» Passage shown:
========================================================================

Filling Nail Holes in Paint-Grade Work

      Pros share a dozen favorite ways to hide the fasteners. June 16, 2005

Question
We are being pulled into paint grade built-in work by some of our existing clients who we have done furniture grade work for. All of this work is done off site, finished off site and then brought to the home for installation. When there is trim involved, there are nail holes to deal with. Since these are already painted (usually white), we are looking for good filling tricks for the nail holes that we can then touch up paint over. In our furniture grade work, we never had to deal with this, since we had a wide variety of fillers and stain we could use.

Forum Repsonses
(Cabinet and Millwork Installation Forum)
I'm pretty sure Minwax makes a finishing putty in white, and a cream... You can use these just like the wood ones, mixing colors if needed.



White wax sticks. Home Depot. Rub in, then buff. Easy, fast and invisible.

========================================================================

» Supplied data:
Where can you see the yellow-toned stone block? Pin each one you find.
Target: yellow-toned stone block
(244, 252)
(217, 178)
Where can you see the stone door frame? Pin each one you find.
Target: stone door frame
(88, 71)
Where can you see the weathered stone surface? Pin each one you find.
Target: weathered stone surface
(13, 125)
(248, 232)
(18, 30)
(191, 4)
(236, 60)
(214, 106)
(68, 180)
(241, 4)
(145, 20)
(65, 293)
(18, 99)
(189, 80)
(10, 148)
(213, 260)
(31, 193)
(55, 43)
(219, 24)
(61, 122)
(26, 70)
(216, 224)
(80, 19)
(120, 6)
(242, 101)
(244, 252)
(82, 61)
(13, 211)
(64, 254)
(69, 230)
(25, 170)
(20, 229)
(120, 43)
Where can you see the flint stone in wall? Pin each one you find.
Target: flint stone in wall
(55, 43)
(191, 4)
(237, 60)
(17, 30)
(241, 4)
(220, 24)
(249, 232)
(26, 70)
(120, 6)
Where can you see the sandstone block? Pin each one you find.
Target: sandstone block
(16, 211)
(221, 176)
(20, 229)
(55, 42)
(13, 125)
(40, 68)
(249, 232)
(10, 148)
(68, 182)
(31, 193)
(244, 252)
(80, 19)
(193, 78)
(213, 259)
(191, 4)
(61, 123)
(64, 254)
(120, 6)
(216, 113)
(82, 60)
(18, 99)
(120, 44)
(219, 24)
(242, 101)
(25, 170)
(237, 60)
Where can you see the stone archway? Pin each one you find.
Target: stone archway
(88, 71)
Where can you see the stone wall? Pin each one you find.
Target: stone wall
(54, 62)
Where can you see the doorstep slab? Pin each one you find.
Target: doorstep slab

========================================================================

Please pick up the nail-hole forum page after its last sentence and carry it on. The lines above come from a source separate from the nail-hole forum page.

» Final result:
If you're willing to touch up the paint, Bondo is a great filler for paint grade. Dries fast, (faster if you make a hot batch), sandable, paintable, etc. Try it.


Have you tried installing this paint grade trim with a 23 ga.gun? A little hot glue on the back and a small pinhole to fill. That's where I'd start.


Not sure I'd trust the 23ga + hot melt for long term holding of crown and heavy trim moldings.


Absolutely not for large mouldings. I was judging by your post that you were trimming built-ins mostly. For any larger mouldings, Bondo is what the pros use.


Generally, that is the job of the painter or finisher. Bondo, wood putty and spackle come to mind for fixing defects.


From the original questioner:
I'm the painter and finisher. These are turnkey installs. I'll have to try some Bondo. The wood putty simply takes too long to dry and shrinks too much.


I use seam fil. White is easy to match and I've had good luck mixing from different tubes to come very close on colors. Cleanup is with lacquer thinner, so be sure it won't cut the finish you are using.


It sounds like the best filler available is Bondo for paint grade jobs. Bondo offers an endless list of different fillers for different types of jobs. Which Bondo product are you using? The "Bondo Ultimate Filler" looks like it would do the job, but I'm not sure which product to use when filling nail holes in wood.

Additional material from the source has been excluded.